-- Begin Passage shown --

Kintsugi the art of scars a path to enlightenment

The Art of Precious Scars – Kintsugi

Kintsugi the art of precious scars, healing the heart

Japanese know an art form and philosophy of life called Kintsugi: the art of precious scars. By repairing broken ceramics with precious metals, it’s possible to give it a new lease of life and it becomes even more refined, thanks to its “scars”. Kintsugi teaches that broken objects are not something to hide but to display with pride.

This philosophy creates the question, how alike we are to this as humans with all of our scars, mistakes, lessons and wisdom we learn in this thing called life.

How often, we as humans do hide the scars that make us who we are today? I have always believed that where we are right now, personally and professionally, is a result of all the choices, lessons and mistakes we’ve learnt and made along the way. Our scars make us stronger and more beautiful and why not display these “gifts” in the same way kintsugi displays the art of precious scars.

in today’s’ world is being “yourself” more important than ever and its now that we need strength to let our guard down and be more authentic and relevant than ever, whether you are a leader, business owner or individual leading self.

-- End Passage shown --

Copy the passage on Kintsugi starting at "Japanese know an" and ending at "thing called life.", swapping "ceramics" for "pottery". The material plays no part in this.

-- Begin Records --

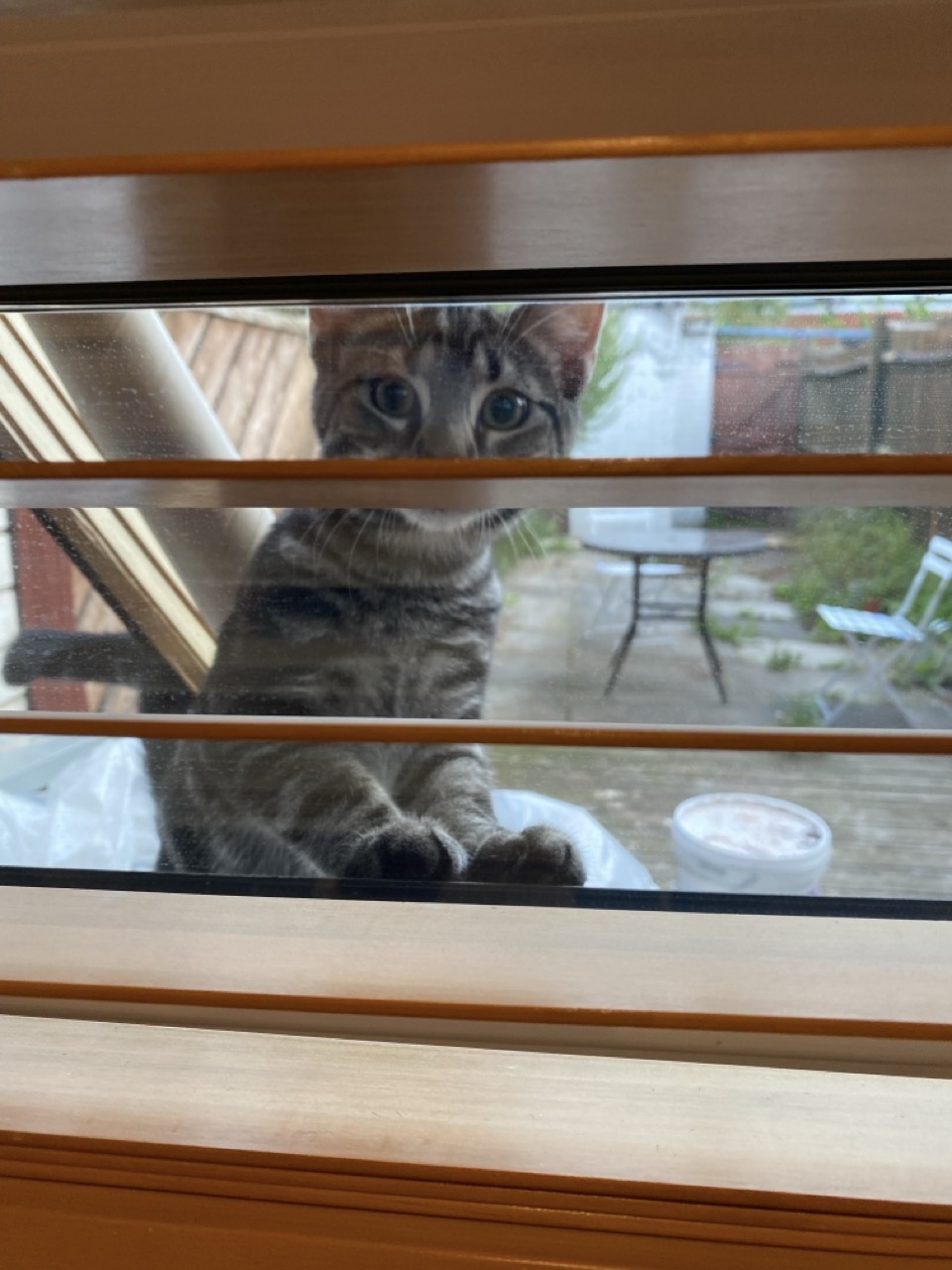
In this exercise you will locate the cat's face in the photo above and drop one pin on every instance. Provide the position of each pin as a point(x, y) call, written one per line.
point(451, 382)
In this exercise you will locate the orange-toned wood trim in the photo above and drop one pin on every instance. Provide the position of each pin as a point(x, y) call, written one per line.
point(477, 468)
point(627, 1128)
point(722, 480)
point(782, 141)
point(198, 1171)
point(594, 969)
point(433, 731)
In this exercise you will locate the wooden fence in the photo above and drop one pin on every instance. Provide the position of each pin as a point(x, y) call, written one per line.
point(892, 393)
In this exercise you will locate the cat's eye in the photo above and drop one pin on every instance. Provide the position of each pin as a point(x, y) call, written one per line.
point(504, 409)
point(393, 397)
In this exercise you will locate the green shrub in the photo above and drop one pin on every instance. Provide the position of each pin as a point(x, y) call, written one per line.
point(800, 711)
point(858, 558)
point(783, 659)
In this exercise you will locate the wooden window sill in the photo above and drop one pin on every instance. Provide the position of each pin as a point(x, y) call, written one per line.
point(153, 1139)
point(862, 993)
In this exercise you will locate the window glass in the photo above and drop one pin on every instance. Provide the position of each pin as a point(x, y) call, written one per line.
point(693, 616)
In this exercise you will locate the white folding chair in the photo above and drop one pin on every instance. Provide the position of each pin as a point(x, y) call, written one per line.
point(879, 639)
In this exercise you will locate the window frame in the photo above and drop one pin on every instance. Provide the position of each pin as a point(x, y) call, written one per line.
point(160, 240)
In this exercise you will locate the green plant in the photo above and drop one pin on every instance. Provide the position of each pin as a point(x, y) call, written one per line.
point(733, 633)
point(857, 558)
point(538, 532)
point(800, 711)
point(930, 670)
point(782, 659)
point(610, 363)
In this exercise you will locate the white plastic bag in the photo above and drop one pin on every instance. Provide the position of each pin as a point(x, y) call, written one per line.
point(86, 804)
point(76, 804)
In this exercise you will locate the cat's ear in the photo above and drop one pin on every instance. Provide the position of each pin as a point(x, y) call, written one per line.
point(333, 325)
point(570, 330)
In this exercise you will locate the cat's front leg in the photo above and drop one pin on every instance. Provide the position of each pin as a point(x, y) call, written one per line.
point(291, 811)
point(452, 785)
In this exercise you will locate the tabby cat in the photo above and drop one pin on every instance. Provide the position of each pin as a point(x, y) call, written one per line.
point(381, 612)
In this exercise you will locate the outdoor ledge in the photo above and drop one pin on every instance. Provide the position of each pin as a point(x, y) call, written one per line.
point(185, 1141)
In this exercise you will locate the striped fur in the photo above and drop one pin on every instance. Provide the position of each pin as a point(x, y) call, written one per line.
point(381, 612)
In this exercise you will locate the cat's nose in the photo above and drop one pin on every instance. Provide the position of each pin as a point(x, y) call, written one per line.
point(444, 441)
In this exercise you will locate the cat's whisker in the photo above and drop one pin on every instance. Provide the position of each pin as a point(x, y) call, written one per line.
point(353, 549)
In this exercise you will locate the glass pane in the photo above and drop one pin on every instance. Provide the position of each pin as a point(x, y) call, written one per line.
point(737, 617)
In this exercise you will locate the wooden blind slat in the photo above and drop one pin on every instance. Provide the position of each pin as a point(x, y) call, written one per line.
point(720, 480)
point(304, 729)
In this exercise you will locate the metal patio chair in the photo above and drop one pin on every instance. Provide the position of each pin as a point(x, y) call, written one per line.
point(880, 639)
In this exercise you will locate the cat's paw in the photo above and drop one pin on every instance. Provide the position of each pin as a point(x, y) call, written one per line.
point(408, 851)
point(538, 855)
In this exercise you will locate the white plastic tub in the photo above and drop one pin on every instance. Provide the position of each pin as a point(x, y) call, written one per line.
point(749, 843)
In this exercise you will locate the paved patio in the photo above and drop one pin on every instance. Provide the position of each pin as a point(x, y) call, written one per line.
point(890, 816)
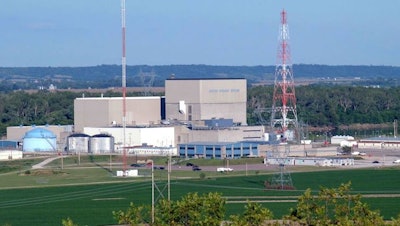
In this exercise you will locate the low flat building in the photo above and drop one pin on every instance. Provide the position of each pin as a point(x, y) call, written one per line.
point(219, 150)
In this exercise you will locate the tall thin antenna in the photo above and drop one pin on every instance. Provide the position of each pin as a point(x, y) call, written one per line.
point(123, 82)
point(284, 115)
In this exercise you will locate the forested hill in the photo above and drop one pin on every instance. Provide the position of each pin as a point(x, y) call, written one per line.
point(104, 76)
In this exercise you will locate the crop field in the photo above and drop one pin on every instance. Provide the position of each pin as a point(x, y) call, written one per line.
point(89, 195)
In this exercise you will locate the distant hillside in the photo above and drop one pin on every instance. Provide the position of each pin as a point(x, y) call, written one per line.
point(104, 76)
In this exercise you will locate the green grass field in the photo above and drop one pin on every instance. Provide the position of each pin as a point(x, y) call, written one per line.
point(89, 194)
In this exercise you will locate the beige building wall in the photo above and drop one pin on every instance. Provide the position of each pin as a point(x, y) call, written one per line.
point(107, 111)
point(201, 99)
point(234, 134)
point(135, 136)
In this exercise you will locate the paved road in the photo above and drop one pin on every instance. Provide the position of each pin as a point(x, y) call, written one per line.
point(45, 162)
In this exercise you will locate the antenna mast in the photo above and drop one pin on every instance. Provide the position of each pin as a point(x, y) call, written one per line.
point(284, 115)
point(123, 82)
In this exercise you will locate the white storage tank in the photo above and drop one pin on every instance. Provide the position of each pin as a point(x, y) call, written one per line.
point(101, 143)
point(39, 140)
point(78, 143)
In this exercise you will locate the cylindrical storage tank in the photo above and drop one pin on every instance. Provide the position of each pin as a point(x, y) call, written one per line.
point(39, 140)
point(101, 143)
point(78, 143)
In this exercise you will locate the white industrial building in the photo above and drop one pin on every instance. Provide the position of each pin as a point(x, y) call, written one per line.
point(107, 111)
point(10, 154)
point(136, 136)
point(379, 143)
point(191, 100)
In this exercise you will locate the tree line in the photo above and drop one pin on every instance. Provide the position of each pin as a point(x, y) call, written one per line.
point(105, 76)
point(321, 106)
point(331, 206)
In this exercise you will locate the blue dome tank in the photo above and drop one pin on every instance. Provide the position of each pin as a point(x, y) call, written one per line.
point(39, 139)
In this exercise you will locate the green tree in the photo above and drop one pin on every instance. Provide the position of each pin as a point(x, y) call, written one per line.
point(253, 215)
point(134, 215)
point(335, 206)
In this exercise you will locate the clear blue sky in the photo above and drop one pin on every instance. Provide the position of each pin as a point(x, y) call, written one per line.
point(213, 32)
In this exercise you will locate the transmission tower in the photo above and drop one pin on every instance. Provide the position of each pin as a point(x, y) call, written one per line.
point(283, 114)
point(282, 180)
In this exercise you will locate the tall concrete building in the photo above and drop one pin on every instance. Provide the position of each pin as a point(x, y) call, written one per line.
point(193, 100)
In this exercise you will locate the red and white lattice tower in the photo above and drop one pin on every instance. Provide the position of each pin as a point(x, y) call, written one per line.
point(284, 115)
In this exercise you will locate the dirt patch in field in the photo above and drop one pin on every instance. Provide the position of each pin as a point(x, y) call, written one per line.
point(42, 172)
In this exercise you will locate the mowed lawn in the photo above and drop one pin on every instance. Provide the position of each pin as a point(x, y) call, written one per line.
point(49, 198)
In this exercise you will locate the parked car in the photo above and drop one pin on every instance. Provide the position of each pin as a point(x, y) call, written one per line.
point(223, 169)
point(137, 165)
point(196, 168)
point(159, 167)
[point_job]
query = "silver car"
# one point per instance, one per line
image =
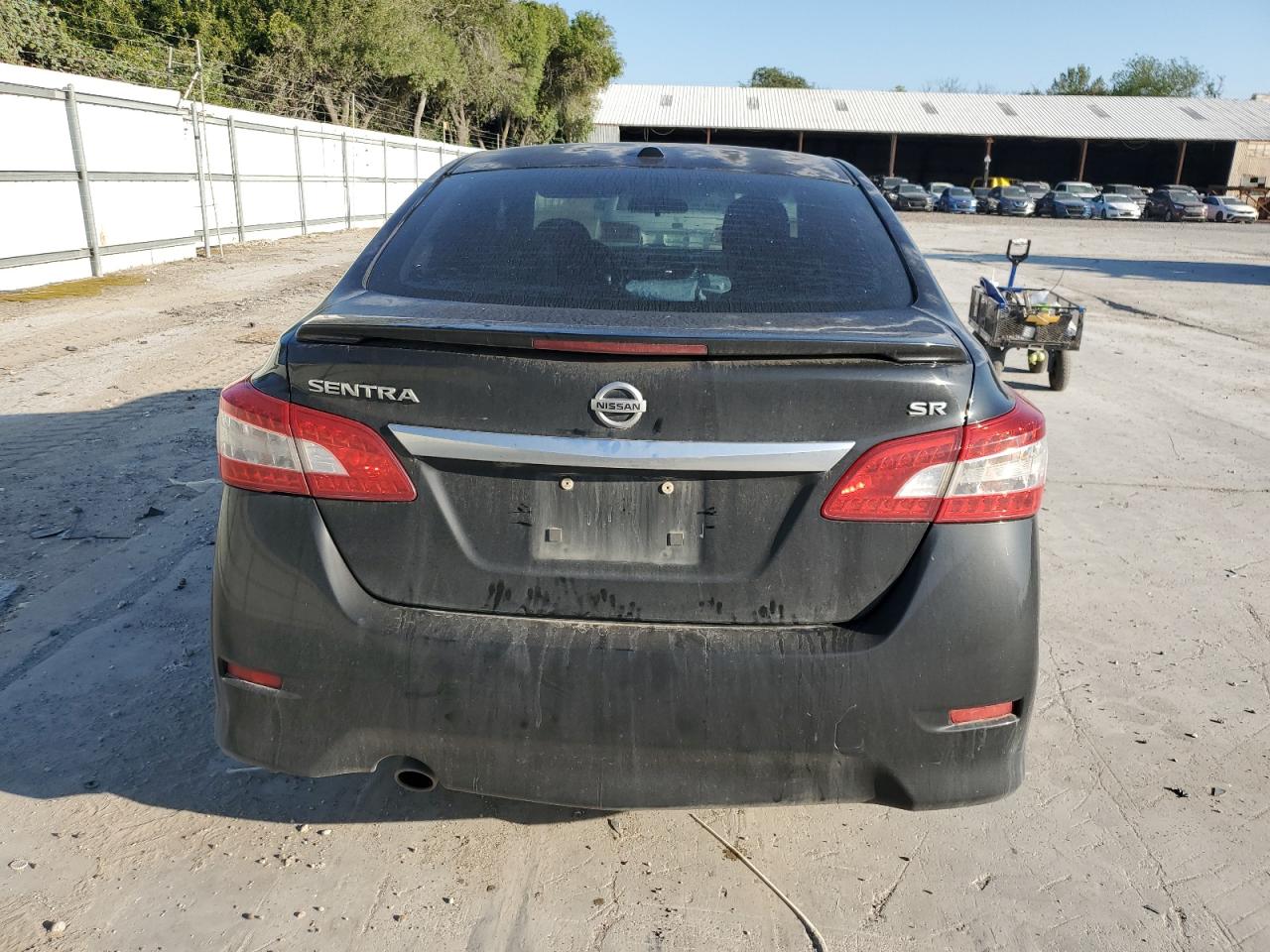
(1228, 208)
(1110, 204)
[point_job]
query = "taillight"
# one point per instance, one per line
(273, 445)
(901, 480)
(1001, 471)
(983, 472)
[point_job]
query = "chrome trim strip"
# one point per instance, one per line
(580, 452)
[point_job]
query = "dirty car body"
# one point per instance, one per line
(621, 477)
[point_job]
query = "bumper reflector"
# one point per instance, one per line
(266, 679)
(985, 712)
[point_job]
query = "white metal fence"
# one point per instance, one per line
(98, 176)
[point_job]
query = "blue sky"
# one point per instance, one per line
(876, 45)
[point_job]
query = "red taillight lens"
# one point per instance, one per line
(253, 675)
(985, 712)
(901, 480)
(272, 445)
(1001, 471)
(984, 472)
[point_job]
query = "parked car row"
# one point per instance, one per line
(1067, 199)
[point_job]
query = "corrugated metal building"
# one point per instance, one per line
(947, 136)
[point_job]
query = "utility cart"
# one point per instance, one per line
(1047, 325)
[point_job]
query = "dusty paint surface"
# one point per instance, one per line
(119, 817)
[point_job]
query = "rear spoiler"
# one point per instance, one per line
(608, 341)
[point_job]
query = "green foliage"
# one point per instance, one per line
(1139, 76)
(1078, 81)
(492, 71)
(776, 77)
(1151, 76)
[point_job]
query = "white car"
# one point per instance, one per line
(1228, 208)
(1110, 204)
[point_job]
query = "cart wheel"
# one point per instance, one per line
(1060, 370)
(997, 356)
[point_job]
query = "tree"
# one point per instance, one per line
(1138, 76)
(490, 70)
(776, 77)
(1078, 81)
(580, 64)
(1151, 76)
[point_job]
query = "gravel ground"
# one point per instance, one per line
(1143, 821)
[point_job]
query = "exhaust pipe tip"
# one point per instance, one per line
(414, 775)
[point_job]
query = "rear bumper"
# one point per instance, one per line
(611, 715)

-- End Records --

Full answer:
Japanese know an art form and philosophy of life called Kintsugi: the art of precious scars. By repairing broken pottery with precious metals, it’s possible to give it a new lease of life and it becomes even more refined, thanks to its “scars”. Kintsugi teaches that broken objects are not something to hide but to display with pride.

This philosophy creates the question, how alike we are to this as humans with all of our scars, mistakes, lessons and wisdom we learn in this thing called life.